#### [LISTED RECORDS]
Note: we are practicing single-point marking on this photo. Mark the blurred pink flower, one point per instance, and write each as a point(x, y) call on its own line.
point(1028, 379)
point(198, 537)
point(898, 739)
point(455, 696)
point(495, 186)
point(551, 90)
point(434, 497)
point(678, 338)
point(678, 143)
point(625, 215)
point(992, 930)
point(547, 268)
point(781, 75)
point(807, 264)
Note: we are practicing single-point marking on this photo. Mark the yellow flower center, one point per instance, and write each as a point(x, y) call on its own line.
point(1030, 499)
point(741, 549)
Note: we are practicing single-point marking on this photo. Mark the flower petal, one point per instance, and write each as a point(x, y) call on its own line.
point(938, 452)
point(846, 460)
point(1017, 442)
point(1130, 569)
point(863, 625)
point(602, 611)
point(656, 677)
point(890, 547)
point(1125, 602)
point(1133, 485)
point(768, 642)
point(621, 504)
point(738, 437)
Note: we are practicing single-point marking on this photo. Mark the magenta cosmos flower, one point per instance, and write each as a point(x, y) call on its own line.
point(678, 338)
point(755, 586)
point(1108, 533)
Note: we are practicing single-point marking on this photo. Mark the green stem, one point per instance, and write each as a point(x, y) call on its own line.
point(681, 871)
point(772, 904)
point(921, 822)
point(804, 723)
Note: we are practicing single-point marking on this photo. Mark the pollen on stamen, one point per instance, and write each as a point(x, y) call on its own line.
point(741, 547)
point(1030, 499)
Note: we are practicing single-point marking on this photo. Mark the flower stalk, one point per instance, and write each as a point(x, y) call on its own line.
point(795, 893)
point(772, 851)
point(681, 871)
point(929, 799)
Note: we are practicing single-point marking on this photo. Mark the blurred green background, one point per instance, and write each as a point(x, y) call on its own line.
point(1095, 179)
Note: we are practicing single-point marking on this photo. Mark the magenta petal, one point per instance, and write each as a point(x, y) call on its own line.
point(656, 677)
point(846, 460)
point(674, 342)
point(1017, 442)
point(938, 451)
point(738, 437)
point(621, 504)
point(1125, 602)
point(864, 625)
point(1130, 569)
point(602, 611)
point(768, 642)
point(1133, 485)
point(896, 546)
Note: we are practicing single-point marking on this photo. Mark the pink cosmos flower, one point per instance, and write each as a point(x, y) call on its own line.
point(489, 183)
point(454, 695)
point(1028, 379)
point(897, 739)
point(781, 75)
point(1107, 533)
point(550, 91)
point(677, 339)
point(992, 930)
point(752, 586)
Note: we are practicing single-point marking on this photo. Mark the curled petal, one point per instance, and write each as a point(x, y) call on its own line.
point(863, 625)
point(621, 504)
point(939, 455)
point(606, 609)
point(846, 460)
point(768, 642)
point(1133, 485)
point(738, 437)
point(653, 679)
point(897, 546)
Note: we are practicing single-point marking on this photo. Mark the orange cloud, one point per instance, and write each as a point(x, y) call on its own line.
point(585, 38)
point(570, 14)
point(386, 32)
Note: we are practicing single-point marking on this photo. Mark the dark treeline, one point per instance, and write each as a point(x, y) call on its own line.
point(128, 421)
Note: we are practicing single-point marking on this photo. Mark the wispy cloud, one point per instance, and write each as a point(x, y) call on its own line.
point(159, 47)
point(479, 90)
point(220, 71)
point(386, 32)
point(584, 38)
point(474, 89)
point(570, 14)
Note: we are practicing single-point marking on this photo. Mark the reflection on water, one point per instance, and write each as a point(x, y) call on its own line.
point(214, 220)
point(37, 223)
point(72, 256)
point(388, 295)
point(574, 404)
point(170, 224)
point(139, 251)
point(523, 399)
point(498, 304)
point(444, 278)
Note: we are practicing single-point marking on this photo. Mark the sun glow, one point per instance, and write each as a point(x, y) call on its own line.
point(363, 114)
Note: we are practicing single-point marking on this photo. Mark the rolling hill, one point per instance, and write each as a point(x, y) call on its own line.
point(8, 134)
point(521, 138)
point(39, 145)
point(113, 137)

#### [REQUIRED WORK]
Give all the records above again, wording unchanged.

#### [WRITTEN SOLUTION]
Note: we are practicing single-point marking on this photo. Mark the blurred pink flower, one point per instance, and write each as a point(x, y) call on its own line.
point(1028, 379)
point(198, 537)
point(898, 739)
point(455, 696)
point(495, 186)
point(551, 90)
point(434, 497)
point(678, 338)
point(678, 143)
point(625, 215)
point(992, 930)
point(547, 268)
point(781, 75)
point(807, 264)
Note: we are practicing single-point marking on this photo. Mark the yellow flower center, one point per instance, and write each as a point(x, y) call on its own line.
point(1030, 499)
point(741, 549)
Note: we are practicing single-point marking on this photo. Mark the flower petal, one point per instance, and write each as a point(x, y) call on its own line.
point(938, 452)
point(846, 460)
point(1017, 442)
point(1130, 569)
point(863, 625)
point(602, 611)
point(656, 677)
point(890, 547)
point(1125, 602)
point(1133, 485)
point(768, 642)
point(621, 504)
point(738, 437)
Note: we are practicing single-point marking on this photo. Mark the magenta cosmos flower, one point per instance, and write each as a point(x, y) call on its own line.
point(678, 338)
point(755, 586)
point(1108, 533)
Note: we are practicing single-point marking on this photo. Mark the green stem, one point per instance, and write each as a point(x, y) call on its own line.
point(681, 871)
point(772, 904)
point(921, 822)
point(804, 723)
Note: we are practicing single-point marking on this photo. Mark the pollen on stamen, one point per instance, and write each as a point(x, y) call on its own line.
point(741, 547)
point(1030, 499)
Note: we are practicing single-point marking on this photo. Mark the flower stalk, one point per instance, and write each as a point(x, y) call on its own line.
point(795, 893)
point(772, 851)
point(681, 871)
point(929, 799)
Note: we are practicing single-point marking on this photo. Mark the blurred green background, one point per instance, and write each as a point(x, y) call on its own line.
point(1095, 179)
Note: we are practicing single-point marking on this photo. Mark the magenta petal, one point per instance, and write each as a point(x, y) call on its own line.
point(656, 677)
point(846, 460)
point(674, 342)
point(1017, 442)
point(938, 451)
point(738, 437)
point(621, 504)
point(1125, 602)
point(864, 625)
point(1130, 569)
point(602, 611)
point(768, 642)
point(1133, 485)
point(896, 546)
Note: we are practicing single-point marking on this photo. Mark the pink cosmos flower, one point per instance, and write each as a point(x, y) call on its own line.
point(489, 183)
point(454, 695)
point(1028, 379)
point(897, 739)
point(781, 75)
point(1107, 533)
point(550, 91)
point(677, 339)
point(992, 930)
point(752, 586)
Note: we are practicing single-point marking on this photo. Mark the curled petal, one point per instance, and write each as a point(x, y) call on its own line.
point(863, 625)
point(621, 504)
point(939, 455)
point(606, 609)
point(846, 460)
point(768, 642)
point(1133, 485)
point(738, 437)
point(653, 679)
point(897, 546)
Note: we are practicing single-point marking on this photo. Mark the orange cloud, one point per instance, and write each as a point(x, y) call on its own line.
point(585, 38)
point(570, 14)
point(386, 32)
Note: we are practicing single-point marking on this photo. Mark the dark treeline, one point per instance, and write each as a point(x, y) call on its own line.
point(128, 421)
Note: we are practicing single-point marking on this photo. Mark the wispy cloud, one point per instance, and write each as a point(x, y) call on its own line.
point(159, 47)
point(479, 90)
point(220, 71)
point(386, 32)
point(584, 38)
point(474, 89)
point(570, 14)
Note: we are practicing single-point marking on this photo. Mark the reflection on water, one point per instance, and write each as a point(x, y) call on its own line.
point(214, 220)
point(37, 223)
point(72, 256)
point(388, 295)
point(574, 404)
point(170, 224)
point(139, 251)
point(523, 399)
point(498, 304)
point(444, 278)
Note: we are practicing single-point marking on this photo. Mark the sun glow, one point per instance, and write each as a point(x, y) call on its own line.
point(363, 114)
Note: we are practicing single-point marking on this photo. Mark the rolling hill, one point per instance, and write each as a point(x, y) call on its own line.
point(8, 134)
point(521, 138)
point(39, 145)
point(113, 137)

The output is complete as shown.